Every entry below should be written out again exactly.

DATA PROVIDED Start Marker

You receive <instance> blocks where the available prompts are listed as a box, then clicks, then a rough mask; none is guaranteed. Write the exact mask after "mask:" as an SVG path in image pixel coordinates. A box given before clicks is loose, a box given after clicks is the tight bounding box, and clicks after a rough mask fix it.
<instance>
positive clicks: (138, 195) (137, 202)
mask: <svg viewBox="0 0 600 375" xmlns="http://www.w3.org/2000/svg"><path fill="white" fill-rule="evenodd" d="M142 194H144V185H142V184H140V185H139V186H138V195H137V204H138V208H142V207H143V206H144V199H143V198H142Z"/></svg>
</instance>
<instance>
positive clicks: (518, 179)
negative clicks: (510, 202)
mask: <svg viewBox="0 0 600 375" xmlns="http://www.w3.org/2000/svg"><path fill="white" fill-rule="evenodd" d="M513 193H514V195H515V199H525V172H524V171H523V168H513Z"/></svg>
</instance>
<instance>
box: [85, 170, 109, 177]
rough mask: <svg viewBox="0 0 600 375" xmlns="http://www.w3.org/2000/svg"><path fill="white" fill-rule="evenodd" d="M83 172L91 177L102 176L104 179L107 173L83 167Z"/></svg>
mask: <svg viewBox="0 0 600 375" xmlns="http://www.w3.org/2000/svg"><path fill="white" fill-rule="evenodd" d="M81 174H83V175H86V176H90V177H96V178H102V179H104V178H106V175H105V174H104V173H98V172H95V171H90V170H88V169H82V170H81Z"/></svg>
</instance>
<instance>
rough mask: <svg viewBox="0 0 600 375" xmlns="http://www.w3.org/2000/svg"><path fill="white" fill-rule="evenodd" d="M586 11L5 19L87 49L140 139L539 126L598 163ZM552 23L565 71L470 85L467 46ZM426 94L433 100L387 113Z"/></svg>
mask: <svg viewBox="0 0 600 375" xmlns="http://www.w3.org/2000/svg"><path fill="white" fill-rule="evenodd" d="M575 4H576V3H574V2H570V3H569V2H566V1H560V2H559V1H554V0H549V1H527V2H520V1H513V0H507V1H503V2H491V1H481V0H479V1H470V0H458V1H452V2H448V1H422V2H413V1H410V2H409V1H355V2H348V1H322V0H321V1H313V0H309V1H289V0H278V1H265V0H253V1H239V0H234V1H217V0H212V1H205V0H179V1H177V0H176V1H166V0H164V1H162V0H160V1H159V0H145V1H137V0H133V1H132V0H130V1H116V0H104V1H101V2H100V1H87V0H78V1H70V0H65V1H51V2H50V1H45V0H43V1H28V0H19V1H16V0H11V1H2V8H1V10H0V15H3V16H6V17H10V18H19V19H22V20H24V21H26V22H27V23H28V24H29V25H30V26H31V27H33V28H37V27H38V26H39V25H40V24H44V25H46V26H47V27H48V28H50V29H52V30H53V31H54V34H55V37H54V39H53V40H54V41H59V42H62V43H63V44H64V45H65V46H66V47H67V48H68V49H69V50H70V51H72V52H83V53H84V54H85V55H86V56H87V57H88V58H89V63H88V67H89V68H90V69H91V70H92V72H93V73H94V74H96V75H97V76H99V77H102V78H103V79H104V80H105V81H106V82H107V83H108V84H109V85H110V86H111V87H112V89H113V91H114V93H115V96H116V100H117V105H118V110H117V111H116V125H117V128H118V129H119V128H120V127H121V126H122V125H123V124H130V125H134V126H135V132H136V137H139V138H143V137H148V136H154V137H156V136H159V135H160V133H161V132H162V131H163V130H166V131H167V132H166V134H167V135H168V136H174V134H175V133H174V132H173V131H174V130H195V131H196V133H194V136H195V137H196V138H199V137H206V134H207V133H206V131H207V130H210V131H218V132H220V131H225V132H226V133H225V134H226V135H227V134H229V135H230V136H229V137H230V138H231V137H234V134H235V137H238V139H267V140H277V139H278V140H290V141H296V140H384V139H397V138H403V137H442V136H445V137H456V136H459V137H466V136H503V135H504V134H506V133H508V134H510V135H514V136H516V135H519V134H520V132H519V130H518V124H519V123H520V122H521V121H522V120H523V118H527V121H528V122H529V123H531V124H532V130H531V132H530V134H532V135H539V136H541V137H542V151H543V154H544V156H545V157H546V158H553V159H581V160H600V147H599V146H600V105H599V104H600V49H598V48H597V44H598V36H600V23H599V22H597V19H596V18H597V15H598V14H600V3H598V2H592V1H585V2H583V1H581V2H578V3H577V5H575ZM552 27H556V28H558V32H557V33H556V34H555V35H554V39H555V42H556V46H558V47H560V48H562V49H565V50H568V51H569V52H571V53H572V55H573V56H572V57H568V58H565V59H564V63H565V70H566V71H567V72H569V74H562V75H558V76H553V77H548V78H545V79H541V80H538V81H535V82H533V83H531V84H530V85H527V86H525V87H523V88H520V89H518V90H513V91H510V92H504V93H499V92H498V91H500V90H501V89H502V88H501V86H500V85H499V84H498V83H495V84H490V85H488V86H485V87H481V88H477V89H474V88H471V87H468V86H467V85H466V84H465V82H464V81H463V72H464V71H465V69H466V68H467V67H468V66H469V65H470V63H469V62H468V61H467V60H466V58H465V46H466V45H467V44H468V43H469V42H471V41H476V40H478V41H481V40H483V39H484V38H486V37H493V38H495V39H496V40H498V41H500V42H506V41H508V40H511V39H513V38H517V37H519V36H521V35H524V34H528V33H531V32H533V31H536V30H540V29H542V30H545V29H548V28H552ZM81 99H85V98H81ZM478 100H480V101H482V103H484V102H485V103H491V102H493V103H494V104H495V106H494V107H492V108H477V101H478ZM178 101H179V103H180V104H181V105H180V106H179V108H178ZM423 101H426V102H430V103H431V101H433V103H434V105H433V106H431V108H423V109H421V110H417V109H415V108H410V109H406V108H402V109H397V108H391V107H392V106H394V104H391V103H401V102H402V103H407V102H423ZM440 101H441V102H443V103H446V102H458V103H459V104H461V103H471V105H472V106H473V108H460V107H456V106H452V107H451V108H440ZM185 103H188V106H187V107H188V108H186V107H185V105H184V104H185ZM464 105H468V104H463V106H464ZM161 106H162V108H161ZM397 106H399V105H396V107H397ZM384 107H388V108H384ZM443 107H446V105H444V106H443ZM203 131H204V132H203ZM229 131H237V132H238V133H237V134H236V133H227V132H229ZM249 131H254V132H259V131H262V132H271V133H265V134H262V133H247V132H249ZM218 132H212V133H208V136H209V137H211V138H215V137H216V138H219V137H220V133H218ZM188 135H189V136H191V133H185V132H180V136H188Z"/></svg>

DATA PROVIDED End Marker

SOLUTION FOR THIS PROBLEM:
You receive <instance> blocks where the available prompts are listed as a box, then clicks, then a rough mask; none is guaranteed. Write the exact mask after "mask:" as an SVG path in image pixel coordinates. A box given before clicks is loose, a box given after clicks is the tight bounding box, and clicks after a rough mask fix it.
<instance>
positive clicks: (138, 195) (137, 202)
mask: <svg viewBox="0 0 600 375" xmlns="http://www.w3.org/2000/svg"><path fill="white" fill-rule="evenodd" d="M142 194H144V185H142V184H140V185H139V186H138V195H137V204H138V208H142V207H143V206H144V199H143V198H142Z"/></svg>
</instance>
<instance>
positive clicks: (518, 179)
negative clicks: (510, 202)
mask: <svg viewBox="0 0 600 375" xmlns="http://www.w3.org/2000/svg"><path fill="white" fill-rule="evenodd" d="M513 193H514V195H515V199H525V172H524V171H523V168H513Z"/></svg>
</instance>
<instance>
box: [85, 170, 109, 177]
rough mask: <svg viewBox="0 0 600 375" xmlns="http://www.w3.org/2000/svg"><path fill="white" fill-rule="evenodd" d="M83 172L91 177L102 176L104 179L107 173L83 167Z"/></svg>
mask: <svg viewBox="0 0 600 375" xmlns="http://www.w3.org/2000/svg"><path fill="white" fill-rule="evenodd" d="M81 174H83V175H86V176H90V177H96V178H102V179H104V178H106V175H105V174H104V173H98V172H95V171H90V170H88V169H82V170H81Z"/></svg>
</instance>
<instance>
rough mask: <svg viewBox="0 0 600 375" xmlns="http://www.w3.org/2000/svg"><path fill="white" fill-rule="evenodd" d="M586 11L5 19L87 49L140 139L539 126L598 163ZM552 23L565 71L470 85L467 46ZM426 94L433 100L387 113Z"/></svg>
mask: <svg viewBox="0 0 600 375" xmlns="http://www.w3.org/2000/svg"><path fill="white" fill-rule="evenodd" d="M575 4H576V3H574V2H570V3H569V2H566V1H560V2H559V1H554V0H549V1H527V2H520V1H513V0H507V1H503V2H491V1H481V0H479V1H470V0H458V1H452V2H448V1H422V2H413V1H410V2H409V1H355V2H348V1H322V0H321V1H313V0H309V1H289V0H278V1H265V0H253V1H239V0H234V1H217V0H212V1H205V0H179V1H177V0H176V1H166V0H164V1H162V0H160V1H159V0H145V1H137V0H133V1H132V0H130V1H116V0H104V1H101V2H100V1H87V0H78V1H70V0H65V1H51V2H50V1H45V0H43V1H28V0H19V1H16V0H11V1H2V8H1V10H0V15H3V16H6V17H10V18H19V19H22V20H24V21H26V22H27V23H28V24H29V25H30V26H31V27H33V28H37V27H38V26H39V25H40V24H44V25H46V26H47V27H48V28H50V29H52V30H53V31H54V34H55V37H54V39H53V40H54V41H59V42H62V43H63V44H64V45H65V46H66V47H67V48H68V49H69V50H70V51H72V52H83V53H84V54H85V55H86V56H87V57H88V58H89V63H88V67H89V68H90V69H91V70H92V72H93V73H94V74H96V75H97V76H99V77H102V78H103V79H104V80H105V81H106V82H107V83H108V84H109V85H110V86H111V87H112V89H113V91H114V93H115V96H116V100H117V105H118V110H117V111H116V125H117V128H118V129H119V128H120V127H121V126H122V125H123V124H130V125H134V126H135V132H136V137H139V138H143V137H148V136H154V137H156V136H159V135H160V133H161V132H162V131H163V130H166V131H167V132H166V134H167V135H168V136H174V134H175V133H174V132H173V131H174V130H195V131H196V133H194V136H195V137H196V138H199V137H206V134H207V133H206V131H207V130H210V131H218V132H220V131H225V132H226V133H225V134H226V135H227V134H229V135H230V136H229V137H230V138H231V137H234V134H235V137H238V139H267V140H277V139H278V140H290V141H296V140H384V139H397V138H403V137H442V136H445V137H456V136H459V137H466V136H503V135H504V134H506V133H508V134H510V135H514V136H516V135H519V134H520V132H519V130H518V124H519V123H520V122H521V121H522V120H523V118H527V121H528V122H529V123H531V124H532V130H531V132H530V134H532V135H539V136H541V137H542V151H543V154H544V156H545V157H546V158H553V159H581V160H600V147H599V146H600V105H599V104H600V49H598V48H597V44H598V36H600V23H599V22H597V19H596V18H597V15H598V14H600V3H598V2H592V1H585V2H583V1H581V2H578V3H577V5H575ZM552 27H556V28H558V32H557V33H556V34H555V35H554V39H555V42H556V46H558V47H560V48H562V49H565V50H568V51H569V52H571V53H572V55H573V56H572V57H568V58H565V59H564V63H565V70H566V71H567V72H569V74H562V75H558V76H553V77H548V78H545V79H541V80H538V81H535V82H533V83H531V84H530V85H527V86H525V87H523V88H520V89H518V90H513V91H510V92H504V93H499V92H498V91H500V90H501V89H502V88H501V86H500V85H499V84H498V83H495V84H490V85H488V86H485V87H481V88H477V89H474V88H471V87H468V86H467V85H466V84H465V82H464V81H463V72H464V71H465V69H466V68H467V67H468V66H469V65H470V63H469V62H468V61H467V60H466V58H465V46H466V45H467V44H468V43H469V42H471V41H476V40H478V41H481V40H483V39H484V38H486V37H493V38H495V39H496V40H498V41H500V42H506V41H508V40H511V39H513V38H517V37H519V36H521V35H524V34H528V33H531V32H533V31H536V30H540V29H542V30H545V29H548V28H552ZM81 99H85V98H81ZM478 100H480V101H482V103H484V102H485V103H491V102H493V103H494V104H495V106H494V107H492V108H477V101H478ZM178 101H179V103H180V104H181V105H180V106H179V108H178ZM423 101H426V102H430V103H431V101H433V103H434V105H433V106H431V108H423V109H421V110H417V109H415V108H410V109H406V108H402V109H397V108H391V107H392V106H394V104H391V103H401V102H402V103H407V102H423ZM440 101H441V102H443V103H446V102H458V103H459V104H461V103H471V105H472V106H473V108H460V107H456V106H452V107H451V108H440ZM185 103H188V106H187V107H188V108H186V107H185V105H184V104H185ZM464 105H468V104H463V106H464ZM161 106H162V108H161ZM397 106H399V105H396V107H397ZM384 107H388V108H384ZM443 107H446V105H444V106H443ZM203 131H204V132H203ZM229 131H237V132H238V133H237V134H236V133H227V132H229ZM249 131H254V132H259V131H262V132H271V133H265V134H262V133H247V132H249ZM218 132H212V133H208V136H209V137H211V138H215V137H216V138H219V137H220V133H218ZM188 135H189V136H191V133H185V132H180V136H188Z"/></svg>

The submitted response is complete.